**GIVEN INFORMATION**
------------------------------------------------

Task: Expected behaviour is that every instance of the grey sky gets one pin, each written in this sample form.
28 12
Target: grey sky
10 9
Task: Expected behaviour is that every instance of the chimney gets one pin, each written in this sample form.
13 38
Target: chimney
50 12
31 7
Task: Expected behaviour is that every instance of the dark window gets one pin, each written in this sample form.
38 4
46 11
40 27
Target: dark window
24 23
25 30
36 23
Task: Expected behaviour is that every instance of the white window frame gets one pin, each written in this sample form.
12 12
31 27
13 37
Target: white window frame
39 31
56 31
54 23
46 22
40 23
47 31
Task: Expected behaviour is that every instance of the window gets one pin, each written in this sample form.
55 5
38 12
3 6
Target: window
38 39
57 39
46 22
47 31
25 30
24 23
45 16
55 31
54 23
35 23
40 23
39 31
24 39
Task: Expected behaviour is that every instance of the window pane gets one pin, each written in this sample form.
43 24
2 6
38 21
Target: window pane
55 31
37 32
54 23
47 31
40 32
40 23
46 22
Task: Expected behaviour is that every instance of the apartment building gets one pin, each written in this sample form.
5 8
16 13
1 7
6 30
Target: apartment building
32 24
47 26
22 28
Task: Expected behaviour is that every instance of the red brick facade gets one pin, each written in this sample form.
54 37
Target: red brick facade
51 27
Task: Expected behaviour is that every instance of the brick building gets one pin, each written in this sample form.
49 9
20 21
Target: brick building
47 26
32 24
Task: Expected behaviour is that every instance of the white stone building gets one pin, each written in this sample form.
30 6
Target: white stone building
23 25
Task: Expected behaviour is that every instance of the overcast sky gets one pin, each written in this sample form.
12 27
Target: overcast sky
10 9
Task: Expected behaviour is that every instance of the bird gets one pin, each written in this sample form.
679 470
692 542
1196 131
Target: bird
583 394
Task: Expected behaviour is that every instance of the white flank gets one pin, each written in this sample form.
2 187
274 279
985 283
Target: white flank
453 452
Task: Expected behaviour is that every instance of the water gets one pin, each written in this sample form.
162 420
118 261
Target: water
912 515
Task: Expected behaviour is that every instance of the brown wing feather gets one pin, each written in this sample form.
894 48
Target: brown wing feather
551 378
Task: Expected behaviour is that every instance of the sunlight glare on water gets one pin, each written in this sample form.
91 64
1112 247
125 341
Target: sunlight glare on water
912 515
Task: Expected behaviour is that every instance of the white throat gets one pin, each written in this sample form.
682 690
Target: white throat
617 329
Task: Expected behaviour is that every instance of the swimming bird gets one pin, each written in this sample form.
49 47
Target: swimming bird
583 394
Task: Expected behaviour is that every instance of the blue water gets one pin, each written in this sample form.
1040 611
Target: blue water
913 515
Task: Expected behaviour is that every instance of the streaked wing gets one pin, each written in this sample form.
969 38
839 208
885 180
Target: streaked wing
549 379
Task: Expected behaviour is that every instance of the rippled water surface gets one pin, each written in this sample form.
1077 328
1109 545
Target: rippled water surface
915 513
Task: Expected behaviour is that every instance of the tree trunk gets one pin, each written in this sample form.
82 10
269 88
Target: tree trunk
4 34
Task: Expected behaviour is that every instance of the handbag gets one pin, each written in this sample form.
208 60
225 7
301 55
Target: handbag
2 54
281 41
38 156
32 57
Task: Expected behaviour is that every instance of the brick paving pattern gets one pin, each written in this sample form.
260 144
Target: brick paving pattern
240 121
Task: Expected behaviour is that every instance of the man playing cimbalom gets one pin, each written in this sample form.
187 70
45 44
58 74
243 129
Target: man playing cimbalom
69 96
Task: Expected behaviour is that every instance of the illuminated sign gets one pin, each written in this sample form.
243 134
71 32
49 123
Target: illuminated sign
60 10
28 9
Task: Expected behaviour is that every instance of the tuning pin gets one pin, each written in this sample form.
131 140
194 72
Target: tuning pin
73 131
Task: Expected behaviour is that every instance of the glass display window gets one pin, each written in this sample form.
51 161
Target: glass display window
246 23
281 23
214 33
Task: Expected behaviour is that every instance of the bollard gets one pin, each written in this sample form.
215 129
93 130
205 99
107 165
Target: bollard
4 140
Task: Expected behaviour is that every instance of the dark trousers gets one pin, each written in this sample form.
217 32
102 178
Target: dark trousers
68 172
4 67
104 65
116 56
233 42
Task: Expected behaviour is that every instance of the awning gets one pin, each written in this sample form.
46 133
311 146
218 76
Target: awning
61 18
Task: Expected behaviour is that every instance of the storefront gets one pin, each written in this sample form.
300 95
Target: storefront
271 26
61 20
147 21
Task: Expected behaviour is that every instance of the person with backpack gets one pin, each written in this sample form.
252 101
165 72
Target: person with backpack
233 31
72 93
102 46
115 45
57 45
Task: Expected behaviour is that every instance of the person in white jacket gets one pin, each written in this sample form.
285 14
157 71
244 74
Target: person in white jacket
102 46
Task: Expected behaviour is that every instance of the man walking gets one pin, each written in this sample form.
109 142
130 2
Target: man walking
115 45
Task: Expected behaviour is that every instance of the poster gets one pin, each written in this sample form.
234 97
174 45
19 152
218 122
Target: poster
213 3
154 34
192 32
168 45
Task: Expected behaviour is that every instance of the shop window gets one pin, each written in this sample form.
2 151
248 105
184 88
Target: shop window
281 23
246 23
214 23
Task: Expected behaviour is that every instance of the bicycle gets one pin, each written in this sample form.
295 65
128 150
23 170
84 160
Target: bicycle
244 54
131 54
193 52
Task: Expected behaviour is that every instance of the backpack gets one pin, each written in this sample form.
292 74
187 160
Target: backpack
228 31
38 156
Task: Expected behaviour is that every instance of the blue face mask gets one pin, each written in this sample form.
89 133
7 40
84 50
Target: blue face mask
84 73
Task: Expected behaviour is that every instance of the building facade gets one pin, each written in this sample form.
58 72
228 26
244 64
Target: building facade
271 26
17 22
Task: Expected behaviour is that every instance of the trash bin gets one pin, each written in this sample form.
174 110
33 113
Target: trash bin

------------------------------------------------

**WHAT IS BEING ASKED**
Print exactly the lines above, starting at the line that contains "Task: Expected behaviour is that every instance of the bicycle" and ending with the last line of the records, both included.

**ANSWER**
Task: Expected behaviour is that every instance of the bicycle gets one pin, each written in this sample form.
295 65
128 150
23 170
84 160
Target: bicycle
244 54
131 54
193 52
Task: Expected behaviour is that every instance of the backpack gets one pin, each written in this sample form.
292 74
187 160
Target: backpack
228 31
38 156
Task: Expected behaviour is that every instance of the blue face mask gets one pin, each written in this sample form.
89 133
7 40
84 50
Target: blue face mask
84 73
Task: Expected behaviour is that every instance of the building facade gets one pin, each written in this sample form.
58 72
228 26
244 64
Target: building facade
271 26
17 22
Task: Expected behaviour is that every instance of the trash bin gets one pin, each written in this sample form.
174 110
33 113
Target: trash bin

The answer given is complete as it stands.